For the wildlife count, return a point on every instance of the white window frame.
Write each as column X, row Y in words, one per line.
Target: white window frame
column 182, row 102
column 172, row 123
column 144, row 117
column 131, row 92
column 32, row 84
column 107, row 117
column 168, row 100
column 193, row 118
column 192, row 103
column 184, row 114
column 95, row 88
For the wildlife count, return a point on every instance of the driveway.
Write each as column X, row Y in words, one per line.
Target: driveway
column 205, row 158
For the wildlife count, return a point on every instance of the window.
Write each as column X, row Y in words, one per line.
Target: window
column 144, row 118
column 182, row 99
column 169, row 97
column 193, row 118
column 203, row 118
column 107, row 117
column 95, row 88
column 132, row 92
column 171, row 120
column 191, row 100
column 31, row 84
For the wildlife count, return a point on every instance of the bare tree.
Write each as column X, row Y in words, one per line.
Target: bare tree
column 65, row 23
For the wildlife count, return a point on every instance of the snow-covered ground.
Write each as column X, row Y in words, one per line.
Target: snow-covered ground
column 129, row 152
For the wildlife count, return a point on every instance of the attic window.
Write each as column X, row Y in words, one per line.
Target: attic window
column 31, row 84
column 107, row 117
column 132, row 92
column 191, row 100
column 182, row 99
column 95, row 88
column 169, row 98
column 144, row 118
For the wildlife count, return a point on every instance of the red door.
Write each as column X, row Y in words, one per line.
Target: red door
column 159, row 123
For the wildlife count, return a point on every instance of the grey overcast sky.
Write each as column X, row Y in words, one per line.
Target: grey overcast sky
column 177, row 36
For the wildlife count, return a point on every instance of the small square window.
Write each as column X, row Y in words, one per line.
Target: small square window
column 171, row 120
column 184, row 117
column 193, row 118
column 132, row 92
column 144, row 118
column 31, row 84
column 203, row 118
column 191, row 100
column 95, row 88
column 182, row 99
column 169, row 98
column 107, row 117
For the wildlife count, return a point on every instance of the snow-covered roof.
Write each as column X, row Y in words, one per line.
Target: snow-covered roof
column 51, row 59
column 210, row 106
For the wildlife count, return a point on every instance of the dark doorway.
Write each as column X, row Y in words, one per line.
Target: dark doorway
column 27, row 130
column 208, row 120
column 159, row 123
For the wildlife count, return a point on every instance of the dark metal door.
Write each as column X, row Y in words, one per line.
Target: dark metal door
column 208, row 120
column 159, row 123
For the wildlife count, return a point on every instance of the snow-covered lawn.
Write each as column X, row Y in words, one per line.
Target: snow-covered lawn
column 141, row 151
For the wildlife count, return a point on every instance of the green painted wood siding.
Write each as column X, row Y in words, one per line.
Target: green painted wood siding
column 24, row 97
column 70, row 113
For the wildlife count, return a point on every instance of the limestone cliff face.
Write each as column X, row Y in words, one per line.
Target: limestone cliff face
────────────────
[YOUR OBJECTIVE] Reproduce the records word for word, from the line containing "the snow-covered lawn." through the end of the records.

[REPLY]
For the wildlife count, return a point on every instance of the snow-covered lawn.
Write each as column X, row Y in words, one per line.
Target: snow-covered lawn
column 141, row 151
For the wildlife count, return a point on every instance of the green painted wood siding.
Write each as column X, row Y in words, one per line.
Target: green painted wood siding
column 24, row 97
column 70, row 113
For the wildlife count, return a point on every instance of the limestone cliff face.
Write each as column X, row Y in words, one per line.
Target: limestone cliff face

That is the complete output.